- _Stated goal_: Format the records as a JSON list of strings, one string per line and no blank lines, covering only the part that runs from the start of the records through the line containing "[0,295,598,397]". Leave the pictures out.

- _Materials provided_:

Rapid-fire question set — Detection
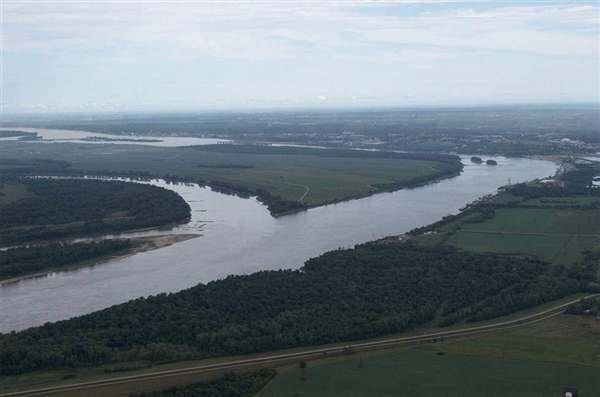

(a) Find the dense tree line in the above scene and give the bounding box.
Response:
[194,145,463,216]
[0,243,598,375]
[194,145,462,164]
[131,369,277,397]
[0,178,191,245]
[0,240,133,280]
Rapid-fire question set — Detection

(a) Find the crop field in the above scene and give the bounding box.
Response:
[259,315,600,397]
[461,208,600,235]
[1,143,450,205]
[446,231,600,265]
[259,349,600,397]
[412,193,600,265]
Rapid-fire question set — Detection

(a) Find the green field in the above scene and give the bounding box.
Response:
[259,349,600,397]
[411,193,600,266]
[461,208,600,235]
[0,142,458,205]
[442,231,600,265]
[259,315,600,397]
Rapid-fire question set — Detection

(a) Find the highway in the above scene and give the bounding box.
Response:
[0,294,600,397]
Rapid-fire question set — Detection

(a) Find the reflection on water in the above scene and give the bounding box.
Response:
[1,156,556,332]
[0,127,227,147]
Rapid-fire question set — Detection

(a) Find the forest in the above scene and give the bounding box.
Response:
[0,178,191,245]
[0,240,133,280]
[0,243,598,375]
[131,369,277,397]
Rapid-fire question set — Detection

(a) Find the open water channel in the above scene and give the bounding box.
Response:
[0,157,556,332]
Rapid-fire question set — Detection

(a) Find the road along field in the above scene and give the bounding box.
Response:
[0,295,598,397]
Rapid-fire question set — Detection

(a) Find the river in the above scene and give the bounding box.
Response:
[0,156,557,332]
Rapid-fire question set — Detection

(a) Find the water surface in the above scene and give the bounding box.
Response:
[0,156,556,332]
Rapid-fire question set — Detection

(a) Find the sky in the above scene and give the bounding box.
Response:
[0,0,600,114]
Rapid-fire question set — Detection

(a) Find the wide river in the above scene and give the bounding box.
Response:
[0,157,556,332]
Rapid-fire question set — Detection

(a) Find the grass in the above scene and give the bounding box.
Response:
[411,193,600,265]
[462,208,600,235]
[0,142,450,205]
[0,294,587,396]
[259,349,600,397]
[445,231,600,265]
[259,315,600,397]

- _Exercise solution_:
[
  "Rapid-fire question set — Detection",
  "(a) Find the dense tree line in the above scene and give the bounding box.",
  "Response:",
  "[194,145,463,216]",
  "[0,243,598,375]",
  "[194,145,462,164]",
  "[131,369,277,397]",
  "[0,178,191,245]",
  "[0,240,133,280]",
  "Rapid-fire question set — Detection",
  "(a) Find the crop field in the above scene and give the bounding box.",
  "Response:",
  "[259,315,600,397]",
  "[461,208,600,235]",
  "[1,143,450,205]",
  "[446,231,600,265]",
  "[259,349,600,397]",
  "[412,193,600,265]",
  "Rapid-fire question set — Detection",
  "(a) Find the green field in the above scene and give the bounding box.",
  "Response:",
  "[259,349,600,397]",
  "[411,193,600,266]",
  "[461,208,600,235]",
  "[0,142,458,205]",
  "[442,231,600,265]",
  "[259,315,600,397]",
  "Rapid-fire question set — Detection",
  "(a) Find the highway in the above scene and give the bounding box.",
  "Response:",
  "[0,294,600,397]",
  "Rapid-fire question set — Detection",
  "(a) Find the reflection on water in the above scene and give the bounding box.",
  "Response:",
  "[1,156,556,332]",
  "[0,127,227,147]",
  "Rapid-fire question set — Detection",
  "(a) Find the forest in the above scene and give the bounding box.",
  "Response:",
  "[0,178,191,245]",
  "[0,240,133,280]",
  "[0,243,598,375]",
  "[131,369,277,397]",
  "Rapid-fire question set — Detection",
  "(a) Find the open water channel in the above scene and give the bounding box.",
  "Response:",
  "[0,157,556,332]",
  "Rapid-fire question set — Detection",
  "(a) Find the road along field in the above scene and give the bounding box.",
  "Response:",
  "[0,295,598,397]"
]